Cosa fare: Riporta per favore, parola per parola, il passo del testo da analizzare che va da "1. La presunta" a "il Corpo Forestale.".

━━━ Testo da analizzare ━━━

L’organizzazione guidata da Roberto Moncalvo non ha certo bisogno del sottoscritto per difendersi. Mi limito a segnalare a Caricato che i sindacati (e Coldiretti è il più rappresentativo del settore agricolo con oltre mezzo milione di tesserati diretti) difendono giustamente gli interessi della categoria che rappresentano. Nel caso dell’olio extravergine, come in molti altri, Coldiretti si batte per la trasparenza dell’origine. Che incidentalmente è quel che chiede il 90% dei consumatori. Nel settore alimentare le lobby ci sono, eccome. Ma non bisogna cercarle a Palazzo Rospigliosi.

Infine, per ristabilire la realtà che queste visioni complottiste rischiano di oscurare, mi limito a elencare i fatti rilevanti dell’inchiesta tanto criticata da Caricato & compagni.

  1. La presunta frode su cui indagano gli inquirenti riguarda 7mila tonnellate di olio extravergine d’oliva, pronto a essere messo sul mercato come 100% italiano.
  2. Coinvolte nell’inchiesta sono una decina di aziende baresi: per ora sul registro degli indagati sono iscritte sei persone «indagate per i reati di frode in commercio e contraffazione di indicazioni geografiche o denominazioni di origine dei prodotti agroalimentari», spiega il Corpo Forestale. 
  3. Le indagini sono condotte dalla Forestale, su delega della Direzione distrettuale antimafia di Bari.

━━━ Voci elencate ━━━

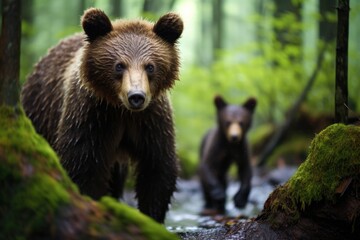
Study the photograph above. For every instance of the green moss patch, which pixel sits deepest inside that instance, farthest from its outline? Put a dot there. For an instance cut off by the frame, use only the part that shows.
(133, 221)
(39, 201)
(334, 155)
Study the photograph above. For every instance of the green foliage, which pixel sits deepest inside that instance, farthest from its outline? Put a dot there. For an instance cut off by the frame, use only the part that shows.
(274, 70)
(273, 66)
(333, 157)
(37, 198)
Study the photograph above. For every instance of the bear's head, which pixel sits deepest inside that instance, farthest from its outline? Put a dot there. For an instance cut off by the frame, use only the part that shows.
(129, 63)
(234, 120)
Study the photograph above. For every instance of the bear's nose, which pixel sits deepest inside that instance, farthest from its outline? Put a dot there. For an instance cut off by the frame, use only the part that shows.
(136, 99)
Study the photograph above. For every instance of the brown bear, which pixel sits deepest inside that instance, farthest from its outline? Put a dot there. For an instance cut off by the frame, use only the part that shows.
(100, 99)
(220, 147)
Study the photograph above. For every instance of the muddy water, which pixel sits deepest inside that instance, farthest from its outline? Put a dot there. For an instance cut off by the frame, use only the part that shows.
(188, 202)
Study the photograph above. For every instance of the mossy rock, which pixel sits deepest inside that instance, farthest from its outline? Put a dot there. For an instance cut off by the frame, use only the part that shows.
(334, 156)
(39, 201)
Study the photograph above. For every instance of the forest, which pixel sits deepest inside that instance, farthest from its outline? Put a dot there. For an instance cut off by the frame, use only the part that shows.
(282, 53)
(264, 49)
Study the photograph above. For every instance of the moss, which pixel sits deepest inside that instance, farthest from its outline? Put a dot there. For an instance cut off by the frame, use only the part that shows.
(334, 155)
(39, 201)
(292, 150)
(132, 217)
(25, 141)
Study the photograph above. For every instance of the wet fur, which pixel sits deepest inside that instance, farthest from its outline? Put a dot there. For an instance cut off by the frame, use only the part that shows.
(72, 100)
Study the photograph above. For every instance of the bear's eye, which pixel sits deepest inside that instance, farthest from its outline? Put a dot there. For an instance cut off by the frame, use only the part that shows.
(120, 67)
(149, 68)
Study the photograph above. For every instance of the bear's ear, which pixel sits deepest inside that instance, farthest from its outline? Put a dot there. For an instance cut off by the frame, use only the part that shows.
(169, 27)
(250, 104)
(95, 24)
(219, 102)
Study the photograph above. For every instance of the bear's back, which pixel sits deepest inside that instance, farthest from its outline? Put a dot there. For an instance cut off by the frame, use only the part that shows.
(43, 92)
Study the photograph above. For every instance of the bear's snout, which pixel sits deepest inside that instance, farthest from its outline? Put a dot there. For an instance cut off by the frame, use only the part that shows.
(136, 99)
(234, 132)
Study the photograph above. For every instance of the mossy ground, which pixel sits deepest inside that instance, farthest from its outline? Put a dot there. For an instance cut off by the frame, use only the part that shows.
(37, 198)
(334, 155)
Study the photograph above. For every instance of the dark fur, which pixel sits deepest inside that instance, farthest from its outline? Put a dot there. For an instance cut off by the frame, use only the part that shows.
(218, 152)
(73, 99)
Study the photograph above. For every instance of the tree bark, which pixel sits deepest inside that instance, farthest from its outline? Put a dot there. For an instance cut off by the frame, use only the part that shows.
(280, 133)
(10, 52)
(341, 85)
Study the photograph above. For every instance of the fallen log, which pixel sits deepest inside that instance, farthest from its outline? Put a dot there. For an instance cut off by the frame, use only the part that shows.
(320, 201)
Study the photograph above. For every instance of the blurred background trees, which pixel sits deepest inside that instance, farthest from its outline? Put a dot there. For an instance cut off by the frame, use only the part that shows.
(261, 48)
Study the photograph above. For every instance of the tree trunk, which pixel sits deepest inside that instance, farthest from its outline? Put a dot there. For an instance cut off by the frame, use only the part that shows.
(341, 86)
(320, 201)
(280, 133)
(327, 28)
(10, 52)
(217, 7)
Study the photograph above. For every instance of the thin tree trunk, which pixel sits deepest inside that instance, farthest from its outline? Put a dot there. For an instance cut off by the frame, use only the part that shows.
(341, 86)
(10, 52)
(279, 135)
(217, 23)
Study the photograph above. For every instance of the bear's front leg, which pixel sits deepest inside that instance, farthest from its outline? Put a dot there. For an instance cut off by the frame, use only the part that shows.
(157, 168)
(241, 197)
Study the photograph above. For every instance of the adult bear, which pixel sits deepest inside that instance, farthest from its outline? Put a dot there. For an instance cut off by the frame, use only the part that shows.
(220, 147)
(100, 99)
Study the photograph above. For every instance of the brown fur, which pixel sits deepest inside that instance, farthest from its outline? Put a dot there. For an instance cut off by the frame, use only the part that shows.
(78, 98)
(220, 147)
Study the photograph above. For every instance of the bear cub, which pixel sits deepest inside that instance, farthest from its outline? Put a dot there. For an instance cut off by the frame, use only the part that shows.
(100, 99)
(220, 147)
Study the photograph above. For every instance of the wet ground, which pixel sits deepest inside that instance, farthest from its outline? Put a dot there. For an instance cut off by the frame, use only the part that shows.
(183, 217)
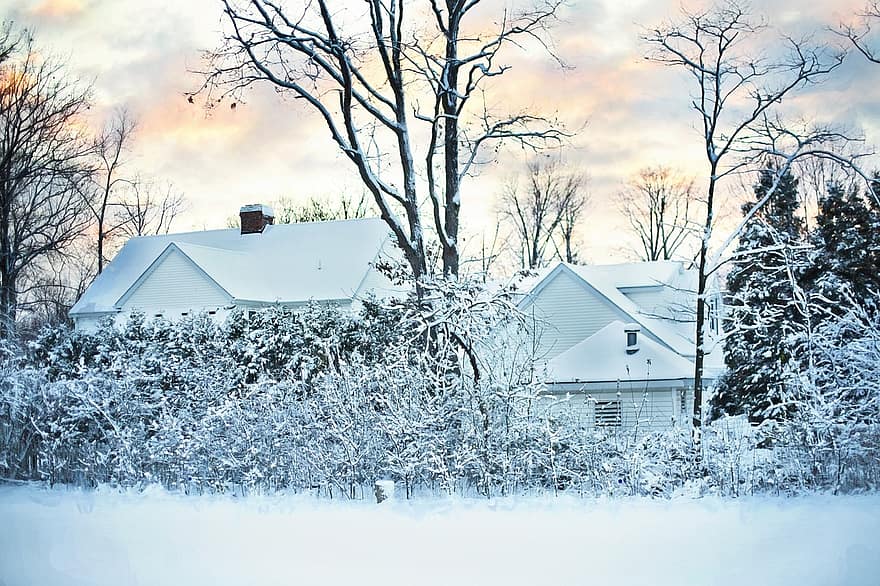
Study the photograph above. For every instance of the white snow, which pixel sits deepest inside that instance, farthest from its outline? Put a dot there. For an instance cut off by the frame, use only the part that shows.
(603, 358)
(76, 538)
(287, 263)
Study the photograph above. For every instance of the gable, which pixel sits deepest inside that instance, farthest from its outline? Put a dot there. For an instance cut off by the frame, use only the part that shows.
(174, 285)
(565, 311)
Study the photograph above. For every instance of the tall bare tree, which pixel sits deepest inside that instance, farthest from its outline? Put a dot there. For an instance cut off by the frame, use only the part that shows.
(315, 209)
(660, 206)
(736, 92)
(110, 147)
(544, 207)
(149, 207)
(373, 75)
(44, 163)
(861, 35)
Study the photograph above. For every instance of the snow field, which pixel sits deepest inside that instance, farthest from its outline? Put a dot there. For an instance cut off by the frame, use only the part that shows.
(94, 538)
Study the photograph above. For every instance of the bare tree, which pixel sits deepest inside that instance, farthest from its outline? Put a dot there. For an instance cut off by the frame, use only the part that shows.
(860, 36)
(110, 149)
(545, 208)
(570, 218)
(44, 163)
(149, 208)
(371, 76)
(660, 206)
(737, 93)
(316, 209)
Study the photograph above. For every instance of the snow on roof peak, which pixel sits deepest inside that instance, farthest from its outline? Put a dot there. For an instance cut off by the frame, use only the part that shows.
(603, 358)
(286, 263)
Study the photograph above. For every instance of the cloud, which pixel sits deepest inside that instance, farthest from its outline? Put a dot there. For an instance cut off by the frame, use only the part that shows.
(58, 9)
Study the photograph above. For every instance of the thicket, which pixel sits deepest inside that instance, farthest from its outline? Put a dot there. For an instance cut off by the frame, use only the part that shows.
(438, 396)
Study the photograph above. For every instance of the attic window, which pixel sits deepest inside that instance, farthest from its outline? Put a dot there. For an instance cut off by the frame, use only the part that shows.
(607, 413)
(632, 337)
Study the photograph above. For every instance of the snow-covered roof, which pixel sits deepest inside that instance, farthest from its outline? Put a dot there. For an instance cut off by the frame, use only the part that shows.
(639, 274)
(604, 279)
(286, 263)
(603, 357)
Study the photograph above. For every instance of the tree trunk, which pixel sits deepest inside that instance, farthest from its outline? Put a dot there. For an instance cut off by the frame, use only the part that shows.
(699, 356)
(450, 144)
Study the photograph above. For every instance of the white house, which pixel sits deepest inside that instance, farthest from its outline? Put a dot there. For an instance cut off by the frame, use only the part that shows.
(617, 341)
(259, 265)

━━━

Compito svolto:
1. La presunta frode su cui indagano gli inquirenti riguarda 7mila tonnellate di olio extravergine d’oliva, pronto a essere messo sul mercato come 100% italiano.
  2. Coinvolte nell’inchiesta sono una decina di aziende baresi: per ora sul registro degli indagati sono iscritte sei persone «indagate per i reati di frode in commercio e contraffazione di indicazioni geografiche o denominazioni di origine dei prodotti agroalimentari», spiega il Corpo Forestale.